Kutipan teks ::
“Mount Tuha”, Jejak James Siegel di Aceh






James Siegel seorang Profesor Antropologi  dan Studi Asia dari Cornell University, kelahiran  Amerika Serikat kelahiran 10 Februari 1937, dikenal sangat dekat dengan  tokoh DI/TII dan Gubernur Militer Aceh, Langkat dan Tanah Karo  (1945-1953) Tgk Daud Beureueh di Beureunuen Pidie.

Profesor,  jebolan Universitas California,  Amerika Serikat bersama isterinya Sandra wanita berkebangsaan Prancis, tahun 1962-1964, pernah  tinggal di Aceh, menetap dirumah almarhum Abdurrahman Basyah (ARMAS) di Gampong Lada Kecamatan Mutiara Timur Kabupaten Pidie.

Minggu lalu penulis bersilaturahmi  dengan pemilik rumah Hj.Mariah binti Pardan (84),  walau sudah uzur nenek yang sudah mempunyai 28 cucu ini, ingatannya  masih kuat, penuh semangat bercerita berbagai kisah kehidupan  James Siegel selama menetap dirumahnya.

Didampingi putra sulungnya, Amir Armas, Hj Mariah menceritakan  kisah James Siegel  tinggal  di rumah Aceh miliknya. Rumah tersebut mempunyai 12 tiang (tameh). Menurut Hj Mariah, rumahnya ditunjuk sebagai tempat tinggal Siegel atas arahan Abu Daud Buereueh, tokoh utama dalam pemberontakan DI/TII Aceh yang menjadi objek penelitian Siegel, tempat tinggal James Siegel, jaraknya lebih kurang satu kilo meter ke kediaman Abu Daud Buereueh jelas Amir Armas.

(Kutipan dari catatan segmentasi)
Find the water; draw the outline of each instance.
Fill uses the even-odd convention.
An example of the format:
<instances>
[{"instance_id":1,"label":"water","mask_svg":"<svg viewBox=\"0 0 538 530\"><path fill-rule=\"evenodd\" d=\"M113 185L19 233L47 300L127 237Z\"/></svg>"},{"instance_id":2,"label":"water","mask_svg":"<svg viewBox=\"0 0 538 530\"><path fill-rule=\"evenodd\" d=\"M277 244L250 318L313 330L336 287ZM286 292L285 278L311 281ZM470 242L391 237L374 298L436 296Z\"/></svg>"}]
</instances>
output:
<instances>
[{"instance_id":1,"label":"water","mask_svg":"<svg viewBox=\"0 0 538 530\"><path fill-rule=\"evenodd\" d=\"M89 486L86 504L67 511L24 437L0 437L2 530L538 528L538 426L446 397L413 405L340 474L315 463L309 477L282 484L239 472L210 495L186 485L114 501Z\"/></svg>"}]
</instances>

Petunjuk tertulis :: Salin tanpa perubahan bagian artikel tentang jejak James Siegel di Aceh di atas, mulai dari "Minggu lalu penulis" terus sampai ke "jelas Amir Armas.".

Jawaban akhir ::
Minggu lalu penulis bersilaturahmi  dengan pemilik rumah Hj.Mariah binti Pardan (84),  walau sudah uzur nenek yang sudah mempunyai 28 cucu ini, ingatannya  masih kuat, penuh semangat bercerita berbagai kisah kehidupan  James Siegel selama menetap dirumahnya.

Didampingi putra sulungnya, Amir Armas, Hj Mariah menceritakan  kisah James Siegel  tinggal  di rumah Aceh miliknya. Rumah tersebut mempunyai 12 tiang (tameh). Menurut Hj Mariah, rumahnya ditunjuk sebagai tempat tinggal Siegel atas arahan Abu Daud Buereueh, tokoh utama dalam pemberontakan DI/TII Aceh yang menjadi objek penelitian Siegel, tempat tinggal James Siegel, jaraknya lebih kurang satu kilo meter ke kediaman Abu Daud Buereueh jelas Amir Armas.